Excerpt -
Haverford College ( ) is a private liberal arts college in Haverford, Pennsylvania. It was founded as a men's college in 1833 by members of the Religious Society of Friends (Quakers), began accepting non-Quakers in 1849, and became coeducational in 1980.

The college offers Bachelor of Arts and Bachelor of Science degrees in 31 majors across humanities, social sciences and natural sciences disciplines. It is a member of the Tri-College Consortium, which includes Bryn Mawr and Swarthmore colleges, as well as the Quaker Consortium, which includes those schools as well as the University of Pennsylvania.

All the college's approximately 1300 students are undergraduates, and nearly all reside on campus. Social and academic life is governed by an honor code and influenced by Quaker philosophy. Its  suburban campus has predominantly stone Quaker Colonial Revival architecture. The college's athletics teams compete as the Fords in the Centennial Conference of NCAA Division III.

Haverford is considered one of the most selective colleges in the U.S. Among faculty and alumni are 4 Nobel Prize recipients, 6 Pulitzer Prize recipients, 20 Rhodes Scholars, and 85 Fulbright Scholars.

Requirement 1 -
Collect every line of the records that contains the string "lawn". Case counts.

Available data -
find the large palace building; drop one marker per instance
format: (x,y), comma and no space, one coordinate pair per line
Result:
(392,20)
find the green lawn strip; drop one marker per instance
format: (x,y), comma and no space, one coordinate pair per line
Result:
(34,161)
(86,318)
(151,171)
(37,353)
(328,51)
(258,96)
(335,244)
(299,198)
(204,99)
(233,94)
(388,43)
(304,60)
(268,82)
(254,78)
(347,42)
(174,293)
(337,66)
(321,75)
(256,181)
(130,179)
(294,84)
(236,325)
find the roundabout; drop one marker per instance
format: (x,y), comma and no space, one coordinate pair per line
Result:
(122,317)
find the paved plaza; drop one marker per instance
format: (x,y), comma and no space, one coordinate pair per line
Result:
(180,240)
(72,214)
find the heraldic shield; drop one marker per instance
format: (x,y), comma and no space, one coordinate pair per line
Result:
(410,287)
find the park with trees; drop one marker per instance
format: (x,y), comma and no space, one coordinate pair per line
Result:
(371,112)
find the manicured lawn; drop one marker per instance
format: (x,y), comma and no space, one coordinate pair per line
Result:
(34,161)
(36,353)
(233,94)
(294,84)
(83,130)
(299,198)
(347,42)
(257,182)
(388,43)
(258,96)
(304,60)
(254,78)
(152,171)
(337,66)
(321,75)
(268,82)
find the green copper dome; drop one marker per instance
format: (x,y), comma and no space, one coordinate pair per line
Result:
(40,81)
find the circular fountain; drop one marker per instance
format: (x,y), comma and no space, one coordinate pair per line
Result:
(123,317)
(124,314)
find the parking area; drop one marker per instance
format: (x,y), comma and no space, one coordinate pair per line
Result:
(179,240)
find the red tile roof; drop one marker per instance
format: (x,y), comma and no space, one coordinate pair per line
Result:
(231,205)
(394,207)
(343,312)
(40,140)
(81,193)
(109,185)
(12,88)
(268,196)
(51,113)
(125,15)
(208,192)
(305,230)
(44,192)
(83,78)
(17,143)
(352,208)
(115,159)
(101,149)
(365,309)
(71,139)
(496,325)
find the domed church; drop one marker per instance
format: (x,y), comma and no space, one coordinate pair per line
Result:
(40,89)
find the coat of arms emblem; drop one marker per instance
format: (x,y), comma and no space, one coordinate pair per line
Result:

Requirement 2 -
List each prize or scholarship that the Haverford College text counts among its faculty and alumni, along with the number it gives for each.

Written reply 1 -
find the green lawn strip; drop one marker per instance
find the manicured lawn; drop one marker per instance

Written reply 2 -
- Nobel Prize: 4 recipients
- Pulitzer Prize: 6 recipients
- Rhodes Scholars: 20
- Fulbright Scholars: 85